# [Goals]
[1] Rewrite the stretch of the 4G-only toggle thread from "Nah, I live" through "(Jun 6, 2011)", swapping "Phoenix" for "Tucson".
[2] Carry the forum thread about a 4G-only toggle forward with the next part, starting after its last line.

# [Document section]
• • •

# 4g only toggle?



## rester555 (Jul 20, 2011)

I looked around the forums and I can't seem to find an application to enable "4G ONLY" on the verizon galaxy nexus. Anyone know of a method to do this? Loved this function on my Thunderbolt.


----------



## nhat (Aug 21, 2011)

You must live in an area with the best LTE coverage in the US


----------



## rester555 (Jul 20, 2011)

nhat said:


> You must live in an area with the best LTE coverage in the US


Nah, I live in Phoenix, but with my HTC Thunderbolt, there was a 4g Only toggle that worked amazingly... Looking for something like LTE ON/OFF... But from what I understand, HTC is the only company with 4g only toggle


----------



## nunyazz (Jun 6, 2011)

This was asked before and if I remember correctly, 4G is for data only. If you disable 3G you can't make calls, txts, etc.


----------



## rester555 (Jul 20, 2011)

Oh, how I wish Samsung's radio was as versatile as HTCs... Looking forward to future radio updates.


----------



## phillyfisher (Jun 8, 2011)

Ive been looking for the same thing, or at least somthing very similar.

In the settings you can change from CDMA/LTE to just CDMA... just wondering; if you cant do it the "long way" then why wouldn't a toggle work?


----------



## rester555 (Jul 20, 2011)

phillyfisher said:


> Ive been looking for the same thing, or at least somthing very similar.
> 
> In the settings you can change from CDMA/LTE to just CDMA... just wondering; if you cant do it the "long way" then why wouldn't a toggle work?


I come from a HTC Thunderbolt.. The phone was absolute crap when it came to software updates, but their radio is AMAZING! I was able to go 4g only, make calls, text, and everything. The unfortunate part about that phone, no ICS and no Jelly Bean in the near forseeable future do to hardware limitations in CPU and RAM. I am really hoping for the day when I don't have to deal with 3g at all and just 4g.


----------



## yarly (Jun 22, 2011)

4G only will prevent you from making calls + sms until you switch it back. Tried it before.


----------



## intenselyinsane (Nov 22, 2011)

Try bamf lte toggle.


----------



## rester555 (Jul 20, 2011)

yarly said:


> 4G only will prevent you from making calls + sms until you switch it back. Tried it before.


Thanks man. How did you force it? What did you use?


----------



## yarly (Jun 22, 2011)

dial *#*#INFO#*#*


----------



## rester555 (Jul 20, 2011)

yarly said:


> dial *#*#INFO#*#*


There are only options for GSM and CDMA... There is no LTE only option in here...


----------



## yarly (Jun 22, 2011)

Never said what version of Android you were running. Some will list it as GSM. LTE is GSM version 4.


----------



## rester555 (Jul 20, 2011)

yarly said:


> Never said what version of Android you were running. Some will list it as GSM. LTE is GSM version 4.


Sorry about that. I am running Jelly Belly 3.6 with latest trinity kernel build 31. My guess is that it is GSM auto (PRL)... I will just test it out.


----------



## mikeymop (Jun 28, 2011)

This makes me curious if we can enable VoLTE early


----------



## rester555 (Jul 20, 2011)

• • •

# [Supplied information]
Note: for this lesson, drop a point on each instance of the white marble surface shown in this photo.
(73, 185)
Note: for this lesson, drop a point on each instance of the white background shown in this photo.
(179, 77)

• • •

# [Answers provided]
[1]
Nah, I live in Tucson, but with my HTC Thunderbolt, there was a 4g Only toggle that worked amazingly... Looking for something like LTE ON/OFF... But from what I understand, HTC is the only company with 4g only toggle


----------



## nunyazz (Jun 6, 2011)

[2]
mikeymop said:


> This makes me curious if we can enable VoLTE early


Not following what you mean by enable VoLTE early?


----------



## I Am Marino (Jul 14, 2011)

Is OP on a stock ROM I'm guessing? Otherwise AOKP, etc.

Sent from my Galaxy Nexus using Tapatalk 2


----------



## rester555 (Jul 20, 2011)

I Am Marino said:


> Is OP on a stock ROM I'm guessing? Otherwise AOKP, etc.
> 
> Sent from my Galaxy Nexus using Tapatalk 2


Not on stock rom... On Jelly Belly 3.6 with Trinity kernel build 31. I typed in *#*#3646#*#* to get to the menu... The option GSM only seems to keep me locked on 4G, but it's not very stable like LTE only on the HTC Thunderbolt


----------



## mikeymop (Jun 28, 2011)

rester555 said:


> Not following what you mean by enable VoLTE early?


When Verizon's LTE network fully blankets their 3g network, they're going to release LTE only phones and use LTE for simultaneous voice and data. IT's expected to be done by 2013 and there has been leaks of phone's prototypes doing this.
They also mentioned that data will be able to stay enabled during phone calls, whether this is because it's based off a VOIP protocol or if it's just the bandwidth of LTE I dont know.


----------



## yarly (Jun 22, 2011)

Because it's voip. Current phone calls work sort of similar to how land lines connect phone calls using 1x (2g connection) as they point to point connect. They basically do circuit switching instead of packet switching like you would have on the internet or VoIP.

More information below:

http://webcache.goog...us&client=opera

http://en.wikipedia....rcuit_switching


----------



## rester555 (Jul 20, 2011)

yarly said:


> Because it's voip. Current phone calls work sort of similar to how land lines connect phone calls using 1x (2g connection) as they point to point connect. They basically do circuit switching instead of packet switching like you would have on the internet or VoIP.
> 
> More information below:
> 
> ...


Thanks again for the links on VoLTE... I get what @mikeymop is saying too.. I am assuming HTC has both radios running on their devices to allow this while Samsung doesn't?

EDIT: Can't wait for IMS too!!


----------



## rester555 (Jul 20, 2011)

mikeymop said:


> When Verizon's LTE network fully blankets their 3g network, they're going to release LTE only phones and use LTE for simultaneous voice and data. IT's expected to be done by 2013 and there has been leaks of phone's prototypes doing this.
> They also mentioned that data will be able to stay enabled during phone calls, whether this is because it's based off a VOIP protocol or if it's just the bandwidth of LTE I dont know.


More to your point... I wonder if the VoLTE mods they will make to their network side will create a hardware change on the phone side. If that's the case, VZW Galaxy Nexus won't be able to utilitze VoLTE.

EDIT: It could cause a revision or modification change. Those two words alone spell doom for any existing LTE device...


----------



## I Am Marino (Jul 14, 2011)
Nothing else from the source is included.